**TUGAS LATIHAN 1:** Ringkas paragraf dalam tulisan tentang kepemimpinan Jokowi yang diawali "Kapasitas kepemimpinan Presiden Joko Widodo". Pertahankan fakta-fakta utamanya.
**TUGAS LATIHAN 2:** Teruskan tulisan tentang kepemimpinan Jokowi, dimulai dari kalimat sesudah bagian terakhir yang tersedia.

**KUTIPAN UNTUK DIBACA:**
◆ ◆ ◆

Membaca Kepemimpinan Jokowi

Sunday, May 31, 2015

Membaca Kepemimpinan Jokowi



Mohammad Jibriel Avessina [1]

Kapasitas kepemimpinan Presiden Joko Widodo sedang dipertanyakan oleh publik. Kebijakan domestik yang dilakukan oleh presiden Jokowi kerap kali dipandang pesimis, kepemimpinannya dianggap membawa kemunduran dalam arena domestik.  Kondisi ini ditambah dengan strategi komunikasi politik yang monoton dan polos dalam  mempertahankan kebijakannya. Langkah politiknya dalam menghadapi  serangan rival-rival politik  \menunjukan Joko Widodo bukanlah sosok politisi yang matang. Maka, protes dan keluhan atas kepemimpinannya beredar secara massif di media sosial. Demonstrasi mulai marak muncul untuk menuntut administrasi pemerintahannya. Ada semacam penyesalan terhadap kepemimpinan Jokowi. Setidaknya, ada tiga peristiwa yang menyebabkan kebijakan domestik rezim Jokowi menuai protes dari publik.
 Pertama, sikap Jokowi yang  dianggap ragu ragu dalam serial krisis-KPK yang berkepanjangan, keputusan Jokowi untuk menonaktifkan sejumlah pimpinan KPK dipersepsikan oleh publik sebagai pembiaran atas kegiatan delegitimasi dan “pelemahan” institusi KPK yang tengah berlangsung. Keputusan Jokowi ini dianggap blunder khususnya  bagi kelas menengah Indonesia yang menjadikan KPK sebagai institusi trustable sebagai respon atas krisis kepercayaan terhadap lembaga-lembaga Negara.

◆ ◆ ◆

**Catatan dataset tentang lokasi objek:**
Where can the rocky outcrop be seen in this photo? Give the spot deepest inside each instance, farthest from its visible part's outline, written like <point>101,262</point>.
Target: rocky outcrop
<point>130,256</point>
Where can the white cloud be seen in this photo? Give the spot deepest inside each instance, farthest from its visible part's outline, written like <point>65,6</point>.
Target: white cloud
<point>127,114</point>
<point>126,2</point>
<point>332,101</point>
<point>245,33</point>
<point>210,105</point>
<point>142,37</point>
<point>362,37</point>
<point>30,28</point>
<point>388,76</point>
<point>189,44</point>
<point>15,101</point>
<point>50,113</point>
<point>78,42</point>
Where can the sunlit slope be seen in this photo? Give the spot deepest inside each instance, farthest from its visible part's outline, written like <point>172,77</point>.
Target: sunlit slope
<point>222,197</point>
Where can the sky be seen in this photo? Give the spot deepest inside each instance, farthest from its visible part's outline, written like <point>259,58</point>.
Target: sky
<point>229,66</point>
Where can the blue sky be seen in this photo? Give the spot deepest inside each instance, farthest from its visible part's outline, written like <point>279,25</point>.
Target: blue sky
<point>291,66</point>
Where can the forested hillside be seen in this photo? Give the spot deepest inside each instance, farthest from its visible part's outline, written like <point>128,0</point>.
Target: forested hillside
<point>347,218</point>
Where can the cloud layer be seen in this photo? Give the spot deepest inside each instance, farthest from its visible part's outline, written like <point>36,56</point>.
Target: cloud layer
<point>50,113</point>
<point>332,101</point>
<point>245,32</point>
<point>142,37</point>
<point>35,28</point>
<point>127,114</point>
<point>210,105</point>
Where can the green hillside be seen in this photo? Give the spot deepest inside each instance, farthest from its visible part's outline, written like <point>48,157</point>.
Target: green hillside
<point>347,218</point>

◆ ◆ ◆

**JAWABAN TERTULIS 1:** Publik mempertanyakan kapasitas kepemimpinan Presiden Joko Widodo. Kebijakan domestiknya kerap dipandang pesimis dan dianggap membawa kemunduran. Hal ini diperburuk oleh komunikasi politik yang monoton dan polos. Caranya menghadapi serangan rival politik menunjukkan bahwa ia bukan politisi yang matang. Akibatnya, protes dan keluhan beredar luas di media sosial, demonstrasi mulai marak, dan muncul semacam penyesalan terhadap kepemimpinannya. Setidaknya ada tiga peristiwa yang membuat kebijakan domestik rezim Jokowi menuai protes publik.

**JAWABAN TERTULIS 2:**
Kedua,Pilihan Rezim Jokowi untuk membuat kebijakan yang  tidak populer yakni menaikan harga  BBM, juga menaikan tarif terhadap barang komoditi dan jasa yang dianggap merugikan bagi kepentingan kelas menengah, seperti tarif dasar listrik, kereta api. Keputusan ini  dengan cepat menjadikan  Jokowi  sebagai “musuh baru” kelas menengah.
Ketiga,konsolidasi internal pemerintahan Jokowi terganggu karena dibayangi oleh upaya intervensi kekuatan politik tertentu yang  menjadi penyokong politik Jokowi. Wacana Jokowi sebagai pemimpin cum petugas partai dipandang sinis oleh masyarakat kelas menengah,kepemimpinan Jokowi dipersepsikan lemah, mudah  untuk dikendalikan serta tidak berwibawa.

Hambatan Oligarkhi politik        
          
Boleh  jadi, protes dan kritik yang disampaikan oleh publik tersebut relatif benar bahwa  kita  mengalami`kemunduran` selangkah dalam upaya pemberantasan anti korupsi. Selama enam bulan publik seolah-olah menyaksikan kepemimpinan Joko Widodo yang penuh dilematis.  Walaupun demikian, baik kiranya kita memahami secara jernih  adil  dan jujur dalam menilai   kenyataan yang dihadapi oleh administrasi pemerintahan Jokowi.
Sebagai figur politik baru  kekuasaan politik Jokowi tidak utuh, dia  harus berhadapan dengan klik oligarkhi politik  yang sudah asam garam mengenggam arena politik nasional selama 17 tahun. Maka, konsolidasi internal pemerintahan jokowi yang lambat dapat kita pahami sebagai  proses pertarungan dengan  oligarkhi politik, tentu saja tidak mudah bagi Jokowi melakukan konsolidasi  pemerintahan tanpa gangguan kepentingan oligarkhi politik.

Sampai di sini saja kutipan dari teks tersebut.